START Provided text

Not quite true. For example, the red-black tree algorithm guarantees worst case operation of O(log N). Most branches, although they will move, will keep their hashes as they were, no need to recalculate.

- Joel

The red-black tree is a concept I don't yet understand.  But if choosing this type of structure brings the benefit of O(log N) updates without introducing any negatives, then I'm all for it, and of course the periodic rebalance would become unnecessary.

This is a topic I've been debating with folks on IRC the past couple days.  It's clear that most tree data strcutures have most of the properties we want.  Red-Black trees work great, but I don't like that the specific underlying structure (and thus root hash) depends on the specific order/history of insertions and deletions.  And assumes that every red-black implementation uses the rebalancing algorithm.  I have been given compelling reasons why this shouldn't be a problem, but I am personally not convinced yet.  Though I agree that it is probably an acceptable solution.

I'm voting for level-compressed trie structures (so, a variant of a patricia trees) which have no balance issues at all, are insert-order-independent, and O(1) query/insert/delete.  The problem is they can have a lot of storage overhead per tree element.  I haven't done the calculation to know for sure just how bad it is. 

Once I get out my next version of Armory, I will be diving into this a bit more, hopefully creating a proposal with much more specifics about tree structure, and the CONOPs (concept of operations) of the meta-chain.

[casascius]

This is a topic I've been debating with folks on IRC the past couple days.  It's clear that most tree data strcutures have most of the properties we want.  Red-Black trees work great, but I don't like that the specific underlying structure (and thus root hash) depends on the specific order/history of insertions and deletions.  And assumes that every red-black implementation uses the rebalancing algorithm.  I have been given compelling reasons why this shouldn't be a problem, but I am personally not convinced yet.  Though I agree that it is probably an acceptable solution.

Regardless of the tree structure chosen, why not rebuild it every 100 blocks, just for the sole purpose of having a periodic way of deterministically regenerating the tree, and to avoid mandating a continuous dependency on all prior versions of the meta tree in order to be certain that one has the "correct" permutation of the meta tree?

END Provided text
START Listed entries

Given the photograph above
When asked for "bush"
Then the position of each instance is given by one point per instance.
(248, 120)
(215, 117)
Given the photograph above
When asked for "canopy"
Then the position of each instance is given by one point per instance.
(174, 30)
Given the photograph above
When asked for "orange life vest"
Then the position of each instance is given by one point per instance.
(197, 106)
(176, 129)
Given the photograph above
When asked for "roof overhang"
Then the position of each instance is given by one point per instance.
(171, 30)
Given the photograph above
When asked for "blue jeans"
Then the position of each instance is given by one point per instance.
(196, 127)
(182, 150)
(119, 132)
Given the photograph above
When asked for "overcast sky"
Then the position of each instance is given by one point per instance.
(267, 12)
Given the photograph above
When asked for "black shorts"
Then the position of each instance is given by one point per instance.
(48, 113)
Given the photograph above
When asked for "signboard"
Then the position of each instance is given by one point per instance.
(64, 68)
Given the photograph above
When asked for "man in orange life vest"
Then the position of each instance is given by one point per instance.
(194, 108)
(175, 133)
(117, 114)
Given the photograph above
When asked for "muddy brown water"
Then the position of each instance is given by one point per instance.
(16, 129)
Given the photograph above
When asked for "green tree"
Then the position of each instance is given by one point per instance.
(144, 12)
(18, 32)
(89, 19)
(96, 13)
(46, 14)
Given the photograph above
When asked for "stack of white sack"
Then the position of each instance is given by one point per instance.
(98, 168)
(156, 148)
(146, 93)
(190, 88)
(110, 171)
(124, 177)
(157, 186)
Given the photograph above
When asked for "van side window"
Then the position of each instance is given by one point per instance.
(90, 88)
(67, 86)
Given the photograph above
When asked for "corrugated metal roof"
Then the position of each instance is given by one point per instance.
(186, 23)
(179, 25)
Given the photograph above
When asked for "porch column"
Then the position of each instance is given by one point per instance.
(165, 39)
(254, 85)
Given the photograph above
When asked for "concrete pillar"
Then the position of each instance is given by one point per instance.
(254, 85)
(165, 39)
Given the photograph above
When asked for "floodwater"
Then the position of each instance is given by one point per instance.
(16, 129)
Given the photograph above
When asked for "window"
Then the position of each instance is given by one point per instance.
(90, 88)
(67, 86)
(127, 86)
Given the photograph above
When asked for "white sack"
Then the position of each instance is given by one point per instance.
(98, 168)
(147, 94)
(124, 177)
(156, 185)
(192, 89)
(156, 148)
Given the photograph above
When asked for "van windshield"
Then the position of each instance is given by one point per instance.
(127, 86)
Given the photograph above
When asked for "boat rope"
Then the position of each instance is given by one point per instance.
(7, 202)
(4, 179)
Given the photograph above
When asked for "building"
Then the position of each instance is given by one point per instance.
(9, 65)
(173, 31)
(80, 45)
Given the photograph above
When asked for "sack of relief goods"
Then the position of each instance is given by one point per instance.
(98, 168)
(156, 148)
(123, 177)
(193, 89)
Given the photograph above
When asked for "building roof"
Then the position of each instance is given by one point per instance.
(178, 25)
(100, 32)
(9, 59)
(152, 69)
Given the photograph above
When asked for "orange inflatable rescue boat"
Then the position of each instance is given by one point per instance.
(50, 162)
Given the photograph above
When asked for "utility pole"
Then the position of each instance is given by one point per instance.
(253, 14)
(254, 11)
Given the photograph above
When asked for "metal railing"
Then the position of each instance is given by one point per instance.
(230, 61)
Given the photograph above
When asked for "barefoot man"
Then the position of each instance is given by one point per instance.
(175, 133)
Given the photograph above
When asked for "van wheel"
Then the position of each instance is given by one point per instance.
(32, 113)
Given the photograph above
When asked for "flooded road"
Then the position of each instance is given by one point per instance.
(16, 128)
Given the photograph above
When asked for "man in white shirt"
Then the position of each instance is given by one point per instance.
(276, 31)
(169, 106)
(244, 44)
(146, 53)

END Listed entries

> [Task instructions]:
a) Please rewrite the paragraph in the tree-structure thread that begins "I'm voting for level-compressed trie structures" as a short list that keeps its main facts.
b) In the tree-structure thread, how often does the final paragraph suggest rebuilding the tree?

> [Answers by task]:
a)
- Favors level-compressed trie structures, a variant of patricia trees
- They have no balance issues
- They are insert-order-independent
- Query, insert, and delete are O(1)
- Drawback: possibly a lot of storage overhead per tree element
- The exact overhead hasn't been calculated yet

b) Every 100 blocks.